=== Texto de origem ===
********
O conjunto das proposições que serviram de corpus para esse trabalho foi reunido a partir de levantamento realizado primeiramente nos portais virtuais e oficiais do Congresso Nacional, das Assembleias Legislativas estaduais e da Câmara Legislativa do Distrito Federal. Posteriormente, incluíram-se os portais das Câmaras Municipais das capitais estaduais, totalizando 55 sites pesquisados. Entretanto, nem todos os portais disponibilizavam o acesso aos arquivos legislativos e por essa razão, optou-se por enviar mensagens via e-mail, além de realizar contatos telefônicos com os setores responsáveis pelo registro das atividades legislativas. Por fim, com a intenção de verificar se propostas semelhantes foram apresentadas em cidades do interior, não foi possível utilizar a mesma estratégia de levantamento em virtude do grande de número de municípios no Brasil (mais de 5.500) e devido às dificuldades de acesso às informações nos portais legislativos locais. Em decorrência desse fator, utilizou-se também a busca em portais de notícias e no Google .

Após essa fase, foram identificados dezessete PLs, assim distribuídos: dois apresentados no Congresso Nacional; sete PLs apresentados em Assembleias Legislativas (Bahia, Ceará, Distrito Federal, São Paulo, Paraíba e dois apresentados no Rio de Janeiro), sete PLs apresentados em Câmaras Municipais de capitais estaduais (Belém, Cuiabá, Fortaleza, Goiânia, dois projetos apresentados no Rio de Janeiro e São Paulo) e um PL em Câmara Municipal de cidade do interior (Arraial do Cabo/RJ), conforme tabela abaixo.
********
(Registros de um conjunto de dados)
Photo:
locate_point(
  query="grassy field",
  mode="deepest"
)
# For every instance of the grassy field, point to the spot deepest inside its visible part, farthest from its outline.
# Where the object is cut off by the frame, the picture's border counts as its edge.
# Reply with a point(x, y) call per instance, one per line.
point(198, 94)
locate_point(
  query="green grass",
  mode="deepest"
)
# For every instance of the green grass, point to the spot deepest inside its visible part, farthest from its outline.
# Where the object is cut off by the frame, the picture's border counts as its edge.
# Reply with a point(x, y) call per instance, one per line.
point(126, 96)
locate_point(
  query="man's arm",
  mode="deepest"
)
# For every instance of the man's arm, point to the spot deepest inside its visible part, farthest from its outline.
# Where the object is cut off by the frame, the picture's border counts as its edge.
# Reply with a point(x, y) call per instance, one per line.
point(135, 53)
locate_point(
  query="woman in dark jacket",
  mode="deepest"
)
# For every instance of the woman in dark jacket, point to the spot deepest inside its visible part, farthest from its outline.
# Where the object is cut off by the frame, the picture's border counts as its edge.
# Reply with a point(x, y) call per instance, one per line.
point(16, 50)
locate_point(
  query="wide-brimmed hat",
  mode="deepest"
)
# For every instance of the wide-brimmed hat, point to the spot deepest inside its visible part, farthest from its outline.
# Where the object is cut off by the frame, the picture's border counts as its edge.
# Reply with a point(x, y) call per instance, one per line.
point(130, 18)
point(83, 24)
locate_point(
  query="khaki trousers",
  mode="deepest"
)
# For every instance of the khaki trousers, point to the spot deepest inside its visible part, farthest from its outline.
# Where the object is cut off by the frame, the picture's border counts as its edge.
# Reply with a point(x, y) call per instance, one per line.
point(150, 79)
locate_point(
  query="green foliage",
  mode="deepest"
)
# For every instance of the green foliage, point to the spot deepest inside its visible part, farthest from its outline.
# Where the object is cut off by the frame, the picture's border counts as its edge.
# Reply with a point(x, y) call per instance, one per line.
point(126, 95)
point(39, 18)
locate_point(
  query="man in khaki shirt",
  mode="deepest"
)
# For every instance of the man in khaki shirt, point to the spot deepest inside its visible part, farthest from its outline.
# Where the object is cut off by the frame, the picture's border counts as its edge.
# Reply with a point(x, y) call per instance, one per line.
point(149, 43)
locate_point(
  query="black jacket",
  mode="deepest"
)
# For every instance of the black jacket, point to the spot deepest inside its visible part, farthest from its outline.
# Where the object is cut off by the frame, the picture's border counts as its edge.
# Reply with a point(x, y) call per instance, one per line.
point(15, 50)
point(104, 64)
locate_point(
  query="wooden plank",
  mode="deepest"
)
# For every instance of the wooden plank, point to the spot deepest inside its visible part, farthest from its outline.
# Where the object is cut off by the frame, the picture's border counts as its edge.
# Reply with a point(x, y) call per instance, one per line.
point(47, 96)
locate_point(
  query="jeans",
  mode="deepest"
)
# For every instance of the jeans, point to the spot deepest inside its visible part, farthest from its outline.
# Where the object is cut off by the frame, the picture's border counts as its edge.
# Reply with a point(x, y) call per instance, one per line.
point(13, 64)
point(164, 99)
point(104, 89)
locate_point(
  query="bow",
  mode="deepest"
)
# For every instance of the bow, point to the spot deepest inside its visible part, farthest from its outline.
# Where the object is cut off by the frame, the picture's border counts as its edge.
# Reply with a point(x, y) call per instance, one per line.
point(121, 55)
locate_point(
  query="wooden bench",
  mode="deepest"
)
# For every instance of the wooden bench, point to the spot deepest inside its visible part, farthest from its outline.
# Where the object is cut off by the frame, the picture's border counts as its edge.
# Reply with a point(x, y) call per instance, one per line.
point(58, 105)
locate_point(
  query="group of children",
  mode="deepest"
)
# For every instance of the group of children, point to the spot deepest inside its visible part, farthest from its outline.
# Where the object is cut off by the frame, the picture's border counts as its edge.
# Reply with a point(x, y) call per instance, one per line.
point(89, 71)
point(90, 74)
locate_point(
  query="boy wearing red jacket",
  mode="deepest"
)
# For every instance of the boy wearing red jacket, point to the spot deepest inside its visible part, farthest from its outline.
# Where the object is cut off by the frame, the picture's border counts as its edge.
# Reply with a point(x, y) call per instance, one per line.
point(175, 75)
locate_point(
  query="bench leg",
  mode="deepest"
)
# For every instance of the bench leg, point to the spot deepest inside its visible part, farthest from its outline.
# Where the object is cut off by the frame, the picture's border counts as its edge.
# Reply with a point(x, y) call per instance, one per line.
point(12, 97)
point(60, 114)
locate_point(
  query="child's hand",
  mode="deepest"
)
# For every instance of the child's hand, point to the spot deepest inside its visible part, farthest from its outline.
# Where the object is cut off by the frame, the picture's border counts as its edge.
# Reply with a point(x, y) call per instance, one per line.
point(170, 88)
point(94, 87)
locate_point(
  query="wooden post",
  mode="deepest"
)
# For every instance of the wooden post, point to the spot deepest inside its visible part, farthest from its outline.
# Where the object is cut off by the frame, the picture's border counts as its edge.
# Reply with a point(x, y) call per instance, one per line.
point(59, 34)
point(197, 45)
********
=== Sobre a tarefa ===
Imprima, sem alterações, o trecho do texto sobre o levantamento de projetos de lei que começa em "Após essa fase, foram" e termina em "conforme tabela abaixo.". Os registros não são necessários para realizar o que se pede.

=== Resultado ===
Após essa fase, foram identificados dezessete PLs, assim distribuídos: dois apresentados no Congresso Nacional; sete PLs apresentados em Assembleias Legislativas (Bahia, Ceará, Distrito Federal, São Paulo, Paraíba e dois apresentados no Rio de Janeiro), sete PLs apresentados em Câmaras Municipais de capitais estaduais (Belém, Cuiabá, Fortaleza, Goiânia, dois projetos apresentados no Rio de Janeiro e São Paulo) e um PL em Câmara Municipal de cidade do interior (Arraial do Cabo/RJ), conforme tabela abaixo.